EXERCISE INSTRUCTIONS >>
**1.** List each distinct p-value figure that appears in the passage on non-significant results.
**2.** In the passage on non-significant results, why would concluding "no effect" be reckless when the confidence interval is (-10 to +20)?
**3.** Carry the passage on reporting non-significant results forward from its final sentence.

SELECTED EXTRACT >>
Imagine you’re testing whether a new drug lowers blood pressure more than a placebo, and the difference between groups is measured in mmHg. If the 95% confidence interval for the difference is (-0.2 to +0.1), the data suggest the true effect, if any, is tiny. You can feel reasonably confident that there’s no large hidden benefit. But if the confidence interval is (-10 to +20), the result is also non-significant (because the interval includes zero), yet the true effect could be anywhere from a 10-point advantage for the placebo to a 20-point advantage for the drug. That’s an enormous range of uncertainty, and concluding “no effect” would be reckless.
This is why modern statistical guidelines favor confidence intervals over a simple significant/not-significant label. They preserve the uncertainty in your data rather than collapsing it into a binary answer.
How to Report a Non-Significant Result
If you’re writing up results with p-values above 0.05, a few conventions are widely accepted across major journals. Report the exact p-value, not just “NS” or “not significant.” The New England Journal of Medicine asks for p-values above 0.01 to be reported to two decimal places (p = 0.08, not p > 0.05). The Annals of Internal Medicine similarly requires actual values, with rounding to the nearest hundredth for values above 0.20.

SOURCE INFORMATION >>
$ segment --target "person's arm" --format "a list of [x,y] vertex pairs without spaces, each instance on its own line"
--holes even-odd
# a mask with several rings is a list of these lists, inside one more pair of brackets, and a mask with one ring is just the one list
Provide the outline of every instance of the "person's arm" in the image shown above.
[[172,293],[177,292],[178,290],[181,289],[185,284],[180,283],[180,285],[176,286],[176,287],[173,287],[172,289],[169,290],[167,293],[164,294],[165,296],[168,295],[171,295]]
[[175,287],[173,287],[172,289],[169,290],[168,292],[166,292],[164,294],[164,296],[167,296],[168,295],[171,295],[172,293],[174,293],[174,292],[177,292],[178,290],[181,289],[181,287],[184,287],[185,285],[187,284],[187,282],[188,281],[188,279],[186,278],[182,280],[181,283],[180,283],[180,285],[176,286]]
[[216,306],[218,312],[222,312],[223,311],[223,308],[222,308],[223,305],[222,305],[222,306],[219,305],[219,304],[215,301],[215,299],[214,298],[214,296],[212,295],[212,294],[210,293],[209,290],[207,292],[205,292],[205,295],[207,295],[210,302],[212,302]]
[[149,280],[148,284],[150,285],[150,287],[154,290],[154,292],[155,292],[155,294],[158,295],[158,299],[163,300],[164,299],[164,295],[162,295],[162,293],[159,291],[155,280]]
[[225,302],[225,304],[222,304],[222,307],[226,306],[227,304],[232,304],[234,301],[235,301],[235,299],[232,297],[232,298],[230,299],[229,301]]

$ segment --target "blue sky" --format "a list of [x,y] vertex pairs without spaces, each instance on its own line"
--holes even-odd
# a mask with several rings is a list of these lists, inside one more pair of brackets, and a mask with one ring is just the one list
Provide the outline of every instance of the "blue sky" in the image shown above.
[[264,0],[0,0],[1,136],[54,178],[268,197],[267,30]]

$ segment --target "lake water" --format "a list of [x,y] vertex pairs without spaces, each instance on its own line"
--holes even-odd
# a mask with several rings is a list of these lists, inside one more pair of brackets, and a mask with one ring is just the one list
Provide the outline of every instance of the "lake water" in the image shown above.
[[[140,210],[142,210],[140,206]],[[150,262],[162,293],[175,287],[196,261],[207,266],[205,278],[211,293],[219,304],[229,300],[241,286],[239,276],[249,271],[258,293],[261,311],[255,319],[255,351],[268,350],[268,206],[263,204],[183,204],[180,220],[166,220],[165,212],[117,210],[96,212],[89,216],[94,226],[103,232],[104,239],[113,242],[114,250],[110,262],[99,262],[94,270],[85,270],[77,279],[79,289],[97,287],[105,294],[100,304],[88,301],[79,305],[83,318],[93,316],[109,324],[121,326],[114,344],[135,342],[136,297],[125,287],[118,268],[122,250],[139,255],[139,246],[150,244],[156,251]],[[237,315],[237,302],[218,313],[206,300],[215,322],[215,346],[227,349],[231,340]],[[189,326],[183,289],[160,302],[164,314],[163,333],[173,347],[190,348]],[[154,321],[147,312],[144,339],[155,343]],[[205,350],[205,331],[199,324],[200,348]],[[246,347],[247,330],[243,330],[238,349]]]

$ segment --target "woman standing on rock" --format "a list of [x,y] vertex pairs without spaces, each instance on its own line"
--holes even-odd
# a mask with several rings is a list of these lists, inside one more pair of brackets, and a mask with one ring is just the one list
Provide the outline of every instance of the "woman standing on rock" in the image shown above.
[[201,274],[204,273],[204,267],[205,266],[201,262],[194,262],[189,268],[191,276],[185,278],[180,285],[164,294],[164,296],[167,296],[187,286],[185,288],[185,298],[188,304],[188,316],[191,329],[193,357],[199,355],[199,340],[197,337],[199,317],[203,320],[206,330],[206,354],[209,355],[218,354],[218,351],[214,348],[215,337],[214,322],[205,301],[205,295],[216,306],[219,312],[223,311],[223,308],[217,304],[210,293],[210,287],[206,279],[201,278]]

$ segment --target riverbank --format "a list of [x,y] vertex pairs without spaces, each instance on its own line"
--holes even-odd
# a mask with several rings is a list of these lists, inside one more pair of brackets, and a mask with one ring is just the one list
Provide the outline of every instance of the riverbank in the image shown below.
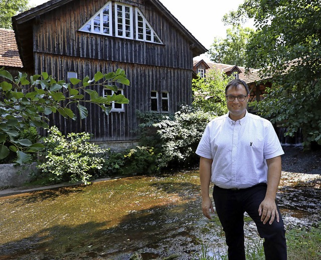
[[[318,157],[284,150],[277,200],[287,230],[301,235],[321,220],[320,175],[308,173],[317,170],[310,164]],[[129,260],[137,253],[142,259],[192,260],[203,246],[212,256],[226,250],[217,215],[210,221],[202,213],[197,170],[44,189],[0,198],[0,259]],[[255,225],[245,221],[246,242],[255,245]],[[290,245],[302,240],[296,236]],[[301,251],[308,255],[300,247],[291,259],[303,259],[292,256]]]
[[[283,148],[284,151],[284,154],[281,156],[283,171],[321,175],[321,149],[317,150],[304,151],[301,146],[293,145],[283,146]],[[295,179],[299,179],[299,176]],[[93,182],[110,179],[111,178],[97,179]],[[62,183],[47,186],[32,186],[27,184],[24,186],[9,187],[0,190],[0,197],[79,184],[81,183]]]

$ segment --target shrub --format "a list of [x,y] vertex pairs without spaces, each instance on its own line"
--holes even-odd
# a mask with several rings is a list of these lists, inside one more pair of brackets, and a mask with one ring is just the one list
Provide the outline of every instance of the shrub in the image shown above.
[[124,173],[144,175],[155,172],[157,170],[154,148],[145,146],[136,146],[127,150],[124,155]]
[[[215,115],[193,109],[186,105],[174,115],[159,118],[152,124],[153,135],[143,135],[140,144],[154,148],[153,156],[156,168],[176,167],[194,165],[198,161],[195,154],[206,125]],[[141,117],[142,118],[148,118]],[[141,124],[140,127],[148,127]],[[145,134],[145,131],[142,131]]]
[[47,175],[53,183],[89,180],[105,162],[107,150],[86,142],[88,133],[71,133],[66,138],[55,126],[48,130],[49,135],[44,141],[46,144],[43,154],[46,161],[38,166],[42,174]]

ANSWERS PROVIDED >>
**1.** 0.05, 0.01, 0.08, 0.20

**2.** That interval includes zero, so the result is non-significant. Yet the true effect could be anywhere from a 10-point advantage for the placebo to a 20-point advantage for the drug. The range of uncertainty is too large to rule out a real effect.

**3.**
Always pair the p-value with the effect size and a confidence interval. A statement like “the treatment group scored 4.2 points higher (95% CI: -1.1 to 9.5, p = 0.12)” gives readers something to interpret. A statement like “the difference was not significant (p = 0.12)” does not.
Avoid language that implies the null hypothesis has been confirmed. Phrases like “there was no effect” or “the treatment did not work” overstate what a non-significant p-value can tell you. More accurate phrasing: “We did not find statistically significant evidence of a difference at the 0.05 level.”
What Not to Do With a Non-Significant Result
One common but problematic response is to run a “post-hoc power analysis,” calculating the power your study had after the fact using the observed effect size. This sounds reasonable but is mathematically circular: post-hoc power is a direct function of the p-value itself, so it adds no new information. If your p-value was 0.08, the post-hoc power will be low, and that’s guaranteed by the math, not by anything useful about your study. Multiple reviews of this practice have concluded that confidence intervals are a better tool for interpreting non-significant findings.
Another mistake is treating p = 0.049 and p = 0.051 as fundamentally different results. The difference between “just significant” and “just non-significant” is not itself statistically meaningful. A study that finds p = 0.049 has not proven an effect, and a study that finds p = 0.051 has not disproven one. The ASA’s statement is explicit: scientific conclusions should not be based solely on whether a p-value crosses a specific threshold.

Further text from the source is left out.